# Supplied material:
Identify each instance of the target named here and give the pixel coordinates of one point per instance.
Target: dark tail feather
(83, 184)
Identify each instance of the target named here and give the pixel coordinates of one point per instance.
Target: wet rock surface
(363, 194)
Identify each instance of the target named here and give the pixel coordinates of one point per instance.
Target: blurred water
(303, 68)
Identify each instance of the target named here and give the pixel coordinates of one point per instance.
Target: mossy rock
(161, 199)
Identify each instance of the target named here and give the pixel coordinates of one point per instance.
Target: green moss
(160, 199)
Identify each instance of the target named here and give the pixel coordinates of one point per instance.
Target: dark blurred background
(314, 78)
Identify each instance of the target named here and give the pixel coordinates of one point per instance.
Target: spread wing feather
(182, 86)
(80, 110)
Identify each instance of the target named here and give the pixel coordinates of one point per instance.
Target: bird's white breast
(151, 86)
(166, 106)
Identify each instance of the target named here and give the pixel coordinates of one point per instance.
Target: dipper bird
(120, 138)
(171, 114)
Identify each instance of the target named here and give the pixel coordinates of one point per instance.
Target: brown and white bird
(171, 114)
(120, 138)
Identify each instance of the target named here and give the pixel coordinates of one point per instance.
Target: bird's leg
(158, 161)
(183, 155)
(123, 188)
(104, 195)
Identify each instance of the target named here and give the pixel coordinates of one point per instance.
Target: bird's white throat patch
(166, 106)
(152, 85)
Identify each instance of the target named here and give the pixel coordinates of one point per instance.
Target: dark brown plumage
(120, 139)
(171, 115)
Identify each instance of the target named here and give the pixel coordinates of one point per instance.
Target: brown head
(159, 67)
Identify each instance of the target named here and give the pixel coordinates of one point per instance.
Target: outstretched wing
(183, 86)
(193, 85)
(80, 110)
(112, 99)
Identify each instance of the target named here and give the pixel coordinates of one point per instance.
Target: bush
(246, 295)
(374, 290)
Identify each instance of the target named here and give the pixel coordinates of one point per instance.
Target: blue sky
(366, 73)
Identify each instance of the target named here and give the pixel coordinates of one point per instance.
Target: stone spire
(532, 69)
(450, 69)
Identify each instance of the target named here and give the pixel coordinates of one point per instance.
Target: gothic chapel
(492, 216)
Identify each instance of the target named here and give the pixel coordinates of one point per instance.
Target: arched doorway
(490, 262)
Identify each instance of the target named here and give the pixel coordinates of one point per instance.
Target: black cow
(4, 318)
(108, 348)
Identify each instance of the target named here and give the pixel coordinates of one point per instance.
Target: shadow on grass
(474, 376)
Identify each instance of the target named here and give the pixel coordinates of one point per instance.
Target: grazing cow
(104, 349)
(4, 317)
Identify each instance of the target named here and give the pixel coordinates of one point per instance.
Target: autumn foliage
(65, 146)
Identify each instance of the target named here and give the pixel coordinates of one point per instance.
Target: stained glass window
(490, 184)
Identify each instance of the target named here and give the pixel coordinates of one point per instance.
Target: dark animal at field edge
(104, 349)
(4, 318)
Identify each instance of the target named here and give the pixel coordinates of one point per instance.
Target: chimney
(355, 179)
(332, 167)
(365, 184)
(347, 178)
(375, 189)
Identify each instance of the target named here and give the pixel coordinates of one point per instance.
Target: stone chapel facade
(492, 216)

# What is needed:
The response should consist of all the entries, copied without any alteration.

# Result:
Identify each instance of the target named here and give the pixel coordinates of one point per instance.
Target: dark tail feather
(83, 184)
Identify each instance of the target named here and give the pixel coordinates of one point per instance.
Target: wet rock surface
(363, 194)
Identify each instance of the target named here and give the pixel coordinates of one point per instance.
Target: blurred water
(303, 68)
Identify each instance of the target named here and give the pixel coordinates of one point per instance.
Target: mossy rock
(161, 199)
Identify each instance of the target named here and give the pixel coordinates of one point per instance.
Target: green moss
(160, 199)
Identify each instance of the target named here and give the pixel coordinates of one point per instance.
Target: dark blurred background
(314, 78)
Identify each instance of the target named here and give the pixel coordinates of one point per instance.
Target: spread wing feather
(182, 86)
(80, 110)
Identify each instance of the target named here and give the pixel coordinates of one point per instance.
Target: bird's white breast
(151, 86)
(166, 106)
Identify each instance of the target named here and give the pixel coordinates of one point per instance.
Target: dipper bird
(120, 138)
(171, 114)
Identify each instance of the target named here and give the pixel coordinates of one point per instance.
Target: brown and white bird
(171, 114)
(120, 138)
Identify each instance of the target named here and give the pixel coordinates of one point per instance.
Target: bird's leg
(158, 161)
(183, 155)
(123, 188)
(104, 195)
Identify each instance of the target named here and give the pixel coordinates of one point per instance.
Target: bird's white throat patch
(166, 106)
(152, 85)
Identify each instance of the target named here and give the pixel coordinates of one point per instance.
Target: dark brown plumage
(120, 139)
(171, 115)
Identify each instance of the target named here and give the pixel coordinates of one point per instance.
Target: brown head
(159, 67)
Identify each instance of the target named here and give the pixel coordinates of one point per instance.
Target: outstretched wing
(183, 86)
(193, 85)
(80, 110)
(112, 99)
Identify each instance of the target named here and give the pixel coordinates of one point per instance.
Target: bush
(246, 295)
(374, 290)
Identify each instance of the target named here and give the pixel coordinates of one point per instance.
Target: blue sky
(366, 73)
Identify each instance of the target named here and give the pixel coordinates of one point per instance.
Target: stone spire
(532, 69)
(450, 69)
Identify each instance of the target named here and give the pixel coordinates of one point per instance.
Target: gothic chapel
(492, 216)
Identify each instance of the target named here and give the pixel coordinates of one point per instance.
Target: arched doorway
(490, 262)
Identify each instance of the target named here and give the pixel coordinates of one point per instance.
Target: black cow
(4, 318)
(108, 348)
Identify each instance of the target named here and give the pixel coordinates of one point per instance.
Target: shadow on grass
(474, 376)
Identify each instance of the target named here and give the pixel coordinates of one point per instance.
Target: grazing cow
(104, 349)
(4, 317)
Identify each instance of the target named here and give the pixel coordinates of one point per instance.
Target: autumn foliage
(65, 146)
Identify each instance of the target named here and give the pixel coordinates of one point per instance.
Target: stained glass window
(490, 184)
Identify each instance of the target named here and give the pixel coordinates of one point per instance.
Target: dark animal at field edge
(104, 349)
(4, 318)
Identify each instance of the target named here and give the pixel coordinates of one point per instance.
Target: chimney
(355, 179)
(332, 167)
(365, 184)
(347, 178)
(375, 189)
Identify each instance of the target named here and give the pixel coordinates of one point per instance.
Target: stone chapel facade
(492, 216)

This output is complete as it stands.